··· INPUT MATERIAL ···
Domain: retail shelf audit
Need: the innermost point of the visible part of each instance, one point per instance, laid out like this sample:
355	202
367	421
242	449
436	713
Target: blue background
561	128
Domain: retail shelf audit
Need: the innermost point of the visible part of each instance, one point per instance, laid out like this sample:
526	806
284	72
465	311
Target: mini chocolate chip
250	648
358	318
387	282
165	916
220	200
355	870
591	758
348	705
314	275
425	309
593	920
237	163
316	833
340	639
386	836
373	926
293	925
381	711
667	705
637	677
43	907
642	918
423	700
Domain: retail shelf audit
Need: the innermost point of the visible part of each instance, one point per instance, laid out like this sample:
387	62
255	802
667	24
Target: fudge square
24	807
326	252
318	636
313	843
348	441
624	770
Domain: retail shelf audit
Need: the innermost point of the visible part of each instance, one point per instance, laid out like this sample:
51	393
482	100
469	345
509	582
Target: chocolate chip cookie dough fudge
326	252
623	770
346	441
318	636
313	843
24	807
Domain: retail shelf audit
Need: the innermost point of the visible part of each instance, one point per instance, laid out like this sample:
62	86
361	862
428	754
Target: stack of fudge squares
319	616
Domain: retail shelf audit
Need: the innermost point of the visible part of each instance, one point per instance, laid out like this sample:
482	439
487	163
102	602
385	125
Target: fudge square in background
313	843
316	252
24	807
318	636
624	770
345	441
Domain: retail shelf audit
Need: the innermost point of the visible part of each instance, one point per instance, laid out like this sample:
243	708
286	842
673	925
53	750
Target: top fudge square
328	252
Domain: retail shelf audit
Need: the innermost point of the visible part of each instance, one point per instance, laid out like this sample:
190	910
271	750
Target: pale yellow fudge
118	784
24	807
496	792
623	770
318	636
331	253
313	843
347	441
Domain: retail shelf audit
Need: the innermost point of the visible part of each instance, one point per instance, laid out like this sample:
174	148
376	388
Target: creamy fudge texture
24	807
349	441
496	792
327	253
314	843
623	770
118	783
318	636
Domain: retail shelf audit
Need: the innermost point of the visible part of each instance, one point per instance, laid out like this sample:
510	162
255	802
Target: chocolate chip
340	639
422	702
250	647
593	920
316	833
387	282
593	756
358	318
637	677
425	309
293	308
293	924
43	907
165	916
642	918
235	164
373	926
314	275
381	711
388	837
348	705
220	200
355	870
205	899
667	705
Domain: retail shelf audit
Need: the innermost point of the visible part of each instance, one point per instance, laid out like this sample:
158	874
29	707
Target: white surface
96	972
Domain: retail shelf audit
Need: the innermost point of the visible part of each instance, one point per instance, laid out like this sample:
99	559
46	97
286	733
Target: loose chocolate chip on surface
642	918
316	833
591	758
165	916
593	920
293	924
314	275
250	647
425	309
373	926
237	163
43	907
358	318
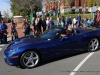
···
**WHAT YOU NEED TO DO:** Pull out each line of the items above that contains the word "surface". Case counts.

**PROBLEM SOLUTION:**
Target: white surface
Target: loose chocolate chip on surface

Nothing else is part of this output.